> [Work instructions] Output exactly the line containing "of the wheel" and each line after it through the last line of the records, and nothing else.

> [Given information]

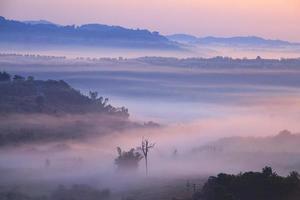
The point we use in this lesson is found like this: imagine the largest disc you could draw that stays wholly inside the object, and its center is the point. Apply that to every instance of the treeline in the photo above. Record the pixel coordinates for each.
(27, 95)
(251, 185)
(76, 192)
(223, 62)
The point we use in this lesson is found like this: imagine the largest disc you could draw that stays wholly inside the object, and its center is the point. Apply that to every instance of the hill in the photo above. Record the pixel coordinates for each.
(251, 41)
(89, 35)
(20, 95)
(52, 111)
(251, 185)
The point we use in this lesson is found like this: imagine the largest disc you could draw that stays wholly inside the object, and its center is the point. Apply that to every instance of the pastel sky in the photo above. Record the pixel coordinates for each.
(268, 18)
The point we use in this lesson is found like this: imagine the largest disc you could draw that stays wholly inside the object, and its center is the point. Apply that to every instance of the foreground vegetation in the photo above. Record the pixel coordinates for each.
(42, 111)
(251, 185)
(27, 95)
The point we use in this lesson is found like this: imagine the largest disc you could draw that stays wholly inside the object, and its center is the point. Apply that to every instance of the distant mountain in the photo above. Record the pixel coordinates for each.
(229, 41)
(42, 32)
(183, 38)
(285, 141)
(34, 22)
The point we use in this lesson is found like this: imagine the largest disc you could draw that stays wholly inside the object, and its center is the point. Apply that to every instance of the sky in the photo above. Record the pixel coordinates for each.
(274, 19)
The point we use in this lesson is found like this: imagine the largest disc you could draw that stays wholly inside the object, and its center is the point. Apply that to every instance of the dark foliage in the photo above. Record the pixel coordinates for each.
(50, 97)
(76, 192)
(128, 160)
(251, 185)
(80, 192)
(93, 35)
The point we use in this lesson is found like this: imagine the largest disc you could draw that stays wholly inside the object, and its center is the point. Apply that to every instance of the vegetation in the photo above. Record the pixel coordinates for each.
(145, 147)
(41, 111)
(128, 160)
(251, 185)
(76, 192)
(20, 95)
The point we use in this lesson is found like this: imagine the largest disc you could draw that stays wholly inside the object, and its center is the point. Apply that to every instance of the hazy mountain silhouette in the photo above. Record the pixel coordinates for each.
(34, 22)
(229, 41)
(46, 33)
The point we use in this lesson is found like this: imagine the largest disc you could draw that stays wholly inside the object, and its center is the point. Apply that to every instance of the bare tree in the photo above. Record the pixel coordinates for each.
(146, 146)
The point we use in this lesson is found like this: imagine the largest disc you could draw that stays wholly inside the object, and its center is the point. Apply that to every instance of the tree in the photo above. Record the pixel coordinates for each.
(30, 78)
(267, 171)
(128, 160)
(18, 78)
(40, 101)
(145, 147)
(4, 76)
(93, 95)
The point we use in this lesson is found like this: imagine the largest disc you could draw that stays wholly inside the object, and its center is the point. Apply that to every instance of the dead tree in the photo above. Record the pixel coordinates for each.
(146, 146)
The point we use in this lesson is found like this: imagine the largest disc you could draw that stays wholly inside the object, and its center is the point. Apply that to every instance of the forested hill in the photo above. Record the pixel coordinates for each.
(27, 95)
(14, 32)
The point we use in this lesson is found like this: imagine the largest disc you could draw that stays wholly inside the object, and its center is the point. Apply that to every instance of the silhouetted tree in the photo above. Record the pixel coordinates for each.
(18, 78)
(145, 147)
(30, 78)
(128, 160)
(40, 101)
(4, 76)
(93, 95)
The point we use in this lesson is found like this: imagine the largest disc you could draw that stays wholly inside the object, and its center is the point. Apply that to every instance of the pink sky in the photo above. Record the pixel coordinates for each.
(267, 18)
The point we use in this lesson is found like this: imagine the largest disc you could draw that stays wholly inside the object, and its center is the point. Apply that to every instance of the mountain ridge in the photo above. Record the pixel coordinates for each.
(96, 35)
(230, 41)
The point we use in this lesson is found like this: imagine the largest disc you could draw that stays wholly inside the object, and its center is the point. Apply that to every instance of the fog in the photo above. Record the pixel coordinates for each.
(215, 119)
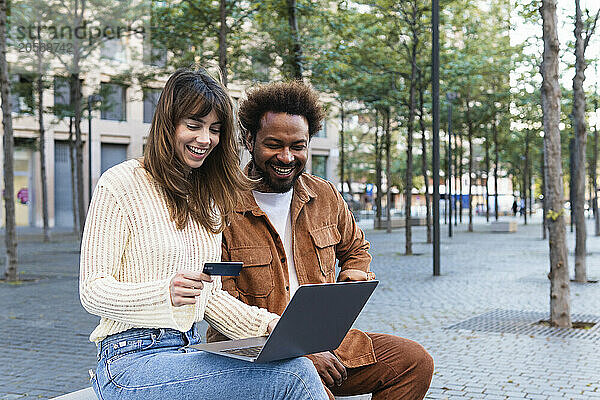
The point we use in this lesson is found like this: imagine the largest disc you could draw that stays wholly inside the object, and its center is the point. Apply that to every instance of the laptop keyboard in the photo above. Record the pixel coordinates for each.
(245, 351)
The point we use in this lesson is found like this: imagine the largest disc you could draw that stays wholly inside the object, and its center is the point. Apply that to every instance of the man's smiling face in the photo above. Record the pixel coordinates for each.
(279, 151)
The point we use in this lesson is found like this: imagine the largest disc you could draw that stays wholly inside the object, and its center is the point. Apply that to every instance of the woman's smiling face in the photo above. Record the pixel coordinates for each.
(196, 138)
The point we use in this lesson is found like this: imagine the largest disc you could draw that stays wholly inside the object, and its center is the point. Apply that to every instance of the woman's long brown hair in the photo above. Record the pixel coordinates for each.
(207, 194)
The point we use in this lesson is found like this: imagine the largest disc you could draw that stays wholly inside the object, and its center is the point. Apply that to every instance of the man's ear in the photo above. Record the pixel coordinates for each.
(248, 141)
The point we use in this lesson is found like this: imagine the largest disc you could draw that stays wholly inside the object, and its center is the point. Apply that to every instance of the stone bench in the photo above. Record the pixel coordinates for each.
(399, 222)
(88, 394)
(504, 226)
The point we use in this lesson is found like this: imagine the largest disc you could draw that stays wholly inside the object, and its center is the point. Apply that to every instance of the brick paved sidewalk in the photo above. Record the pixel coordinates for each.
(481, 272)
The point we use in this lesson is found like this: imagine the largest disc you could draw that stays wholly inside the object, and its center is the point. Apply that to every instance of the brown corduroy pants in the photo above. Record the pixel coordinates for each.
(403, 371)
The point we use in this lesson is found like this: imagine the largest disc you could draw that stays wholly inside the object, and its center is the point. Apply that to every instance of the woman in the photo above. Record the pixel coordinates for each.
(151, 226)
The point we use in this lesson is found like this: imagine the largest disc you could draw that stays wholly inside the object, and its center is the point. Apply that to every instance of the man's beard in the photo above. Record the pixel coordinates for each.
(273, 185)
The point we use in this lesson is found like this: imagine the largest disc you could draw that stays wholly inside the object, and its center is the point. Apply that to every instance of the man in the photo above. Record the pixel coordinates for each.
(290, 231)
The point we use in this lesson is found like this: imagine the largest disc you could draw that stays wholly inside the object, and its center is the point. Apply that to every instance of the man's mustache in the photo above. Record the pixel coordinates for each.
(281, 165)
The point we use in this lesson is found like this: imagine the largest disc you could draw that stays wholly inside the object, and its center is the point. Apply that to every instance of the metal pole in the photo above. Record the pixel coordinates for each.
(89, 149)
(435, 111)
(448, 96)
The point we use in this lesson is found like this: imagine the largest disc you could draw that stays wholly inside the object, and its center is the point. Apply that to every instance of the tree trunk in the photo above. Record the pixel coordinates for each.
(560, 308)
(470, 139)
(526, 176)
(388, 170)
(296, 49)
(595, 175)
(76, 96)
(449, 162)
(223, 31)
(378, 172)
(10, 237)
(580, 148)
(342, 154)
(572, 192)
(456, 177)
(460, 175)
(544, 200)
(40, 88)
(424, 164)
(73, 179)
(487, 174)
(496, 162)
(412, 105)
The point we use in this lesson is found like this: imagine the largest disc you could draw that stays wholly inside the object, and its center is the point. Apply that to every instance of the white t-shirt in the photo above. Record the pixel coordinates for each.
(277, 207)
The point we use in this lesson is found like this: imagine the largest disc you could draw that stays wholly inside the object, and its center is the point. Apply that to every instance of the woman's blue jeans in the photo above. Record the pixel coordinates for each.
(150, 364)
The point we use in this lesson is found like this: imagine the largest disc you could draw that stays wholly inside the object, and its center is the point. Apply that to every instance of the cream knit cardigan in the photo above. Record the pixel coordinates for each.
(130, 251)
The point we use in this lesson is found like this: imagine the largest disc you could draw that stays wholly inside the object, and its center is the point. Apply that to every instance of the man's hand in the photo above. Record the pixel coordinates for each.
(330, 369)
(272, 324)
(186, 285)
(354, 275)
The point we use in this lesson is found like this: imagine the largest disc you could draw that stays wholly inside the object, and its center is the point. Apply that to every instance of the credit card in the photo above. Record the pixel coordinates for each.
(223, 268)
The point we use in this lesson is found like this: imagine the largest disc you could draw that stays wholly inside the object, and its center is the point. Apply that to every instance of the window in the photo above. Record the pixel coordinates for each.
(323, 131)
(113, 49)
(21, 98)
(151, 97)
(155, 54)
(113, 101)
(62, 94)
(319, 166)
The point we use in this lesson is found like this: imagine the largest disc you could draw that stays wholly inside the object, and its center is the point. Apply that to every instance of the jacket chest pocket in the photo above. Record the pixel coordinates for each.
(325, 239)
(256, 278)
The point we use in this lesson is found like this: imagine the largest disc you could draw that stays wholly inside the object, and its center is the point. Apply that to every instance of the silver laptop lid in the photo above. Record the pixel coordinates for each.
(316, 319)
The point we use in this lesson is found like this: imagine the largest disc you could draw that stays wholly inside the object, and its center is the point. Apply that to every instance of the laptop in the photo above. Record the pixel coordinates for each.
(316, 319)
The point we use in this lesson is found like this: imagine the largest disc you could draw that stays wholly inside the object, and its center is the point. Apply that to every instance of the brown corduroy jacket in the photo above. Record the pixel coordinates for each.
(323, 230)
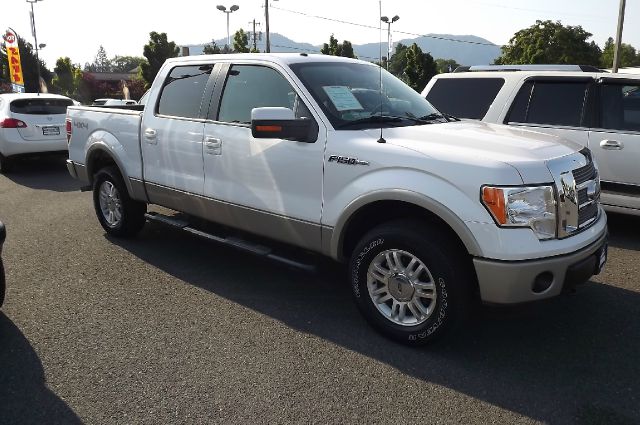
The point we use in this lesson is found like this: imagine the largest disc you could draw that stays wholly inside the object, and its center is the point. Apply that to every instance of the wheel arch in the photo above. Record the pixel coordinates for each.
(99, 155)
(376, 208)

> [Solution to this exercise]
The point we use in this lesson is found like this: imagine the largest disc you could draw that stays wholly inside the object, and its center is the point. Apply that to every instance of the wheel arch in the photo above. Record the pixel coordinates for each.
(99, 155)
(376, 208)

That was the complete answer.